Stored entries
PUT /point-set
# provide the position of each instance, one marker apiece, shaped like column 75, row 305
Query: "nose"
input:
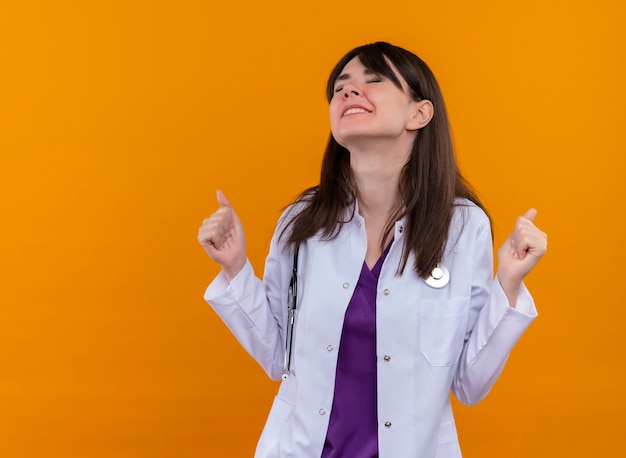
column 349, row 90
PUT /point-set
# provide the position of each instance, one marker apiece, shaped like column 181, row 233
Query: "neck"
column 377, row 178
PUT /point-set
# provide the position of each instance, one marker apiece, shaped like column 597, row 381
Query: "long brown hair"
column 430, row 180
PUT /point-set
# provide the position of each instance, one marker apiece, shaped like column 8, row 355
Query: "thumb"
column 222, row 200
column 530, row 214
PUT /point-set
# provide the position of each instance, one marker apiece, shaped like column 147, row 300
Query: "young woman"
column 396, row 300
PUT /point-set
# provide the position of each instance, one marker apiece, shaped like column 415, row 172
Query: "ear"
column 422, row 112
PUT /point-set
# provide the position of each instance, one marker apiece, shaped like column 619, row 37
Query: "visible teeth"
column 354, row 110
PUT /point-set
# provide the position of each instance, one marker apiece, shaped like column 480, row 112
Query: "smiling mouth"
column 350, row 111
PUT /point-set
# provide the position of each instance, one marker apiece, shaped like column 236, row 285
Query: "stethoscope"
column 439, row 277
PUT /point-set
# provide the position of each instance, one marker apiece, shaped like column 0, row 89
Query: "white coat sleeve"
column 494, row 326
column 254, row 310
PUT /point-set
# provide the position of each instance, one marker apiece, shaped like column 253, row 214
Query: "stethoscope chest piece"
column 439, row 277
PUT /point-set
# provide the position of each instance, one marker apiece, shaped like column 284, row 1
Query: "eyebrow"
column 345, row 76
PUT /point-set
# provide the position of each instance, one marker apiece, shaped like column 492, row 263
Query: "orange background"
column 120, row 119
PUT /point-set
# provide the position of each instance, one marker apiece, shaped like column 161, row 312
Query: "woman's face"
column 367, row 106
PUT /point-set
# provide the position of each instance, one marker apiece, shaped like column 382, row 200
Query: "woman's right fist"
column 221, row 236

WHAT YOU NEED TO DO
Copy all of the rows above word for word, leaving out the pictures.

FULL OUTPUT
PUT /point-set
# provide the position of each instance, one marker apiece, shaped like column 75, row 305
Query: "nose"
input:
column 349, row 90
PUT /point-set
# provide the position of each instance, one marker apiece, shaped like column 181, row 233
Query: "neck"
column 377, row 178
PUT /point-set
# provide the position of each instance, one marker apiece, shaped like column 597, row 381
Query: "long brown hair"
column 430, row 180
PUT /point-set
# provide the position of each instance, one marker apiece, shaped like column 8, row 355
Query: "thumb"
column 222, row 200
column 530, row 214
PUT /point-set
# provide the position of each instance, one marker apiece, shaped like column 147, row 300
Query: "young woman"
column 396, row 300
PUT /point-set
# provide the position of each instance, one marker apiece, shaped like column 415, row 172
Query: "ear"
column 422, row 112
PUT /point-set
# provide the position of each instance, one marker apiece, shaped like column 619, row 37
Query: "visible teeth"
column 354, row 110
PUT /point-set
# provide the position of each instance, one marker apiece, shaped like column 480, row 112
Query: "smiling mouth"
column 350, row 111
PUT /point-set
# provide the position of each instance, one marker apiece, shaped like column 236, row 285
Query: "stethoscope"
column 439, row 277
PUT /point-set
# provide the position of each instance, one marker apiece, shaped like column 0, row 89
Query: "white coat sleeve"
column 494, row 326
column 254, row 310
PUT /point-set
# provide the position of each instance, one marker apiece, shaped like column 253, row 214
Query: "stethoscope chest piece"
column 439, row 277
PUT /point-set
# provide the position of each instance, one marker apiece, shaped like column 284, row 1
Query: "eyebrow"
column 345, row 76
PUT /point-set
# provide the position of each instance, one marker apiece, shaped like column 492, row 263
Query: "orange background"
column 120, row 119
PUT /point-set
# provide the position of each instance, one marker apiece, shaped like column 161, row 312
Query: "woman's face"
column 367, row 106
PUT /point-set
# provide the position of each instance, one marker apiece, shaped like column 382, row 200
Query: "woman's right fist"
column 221, row 236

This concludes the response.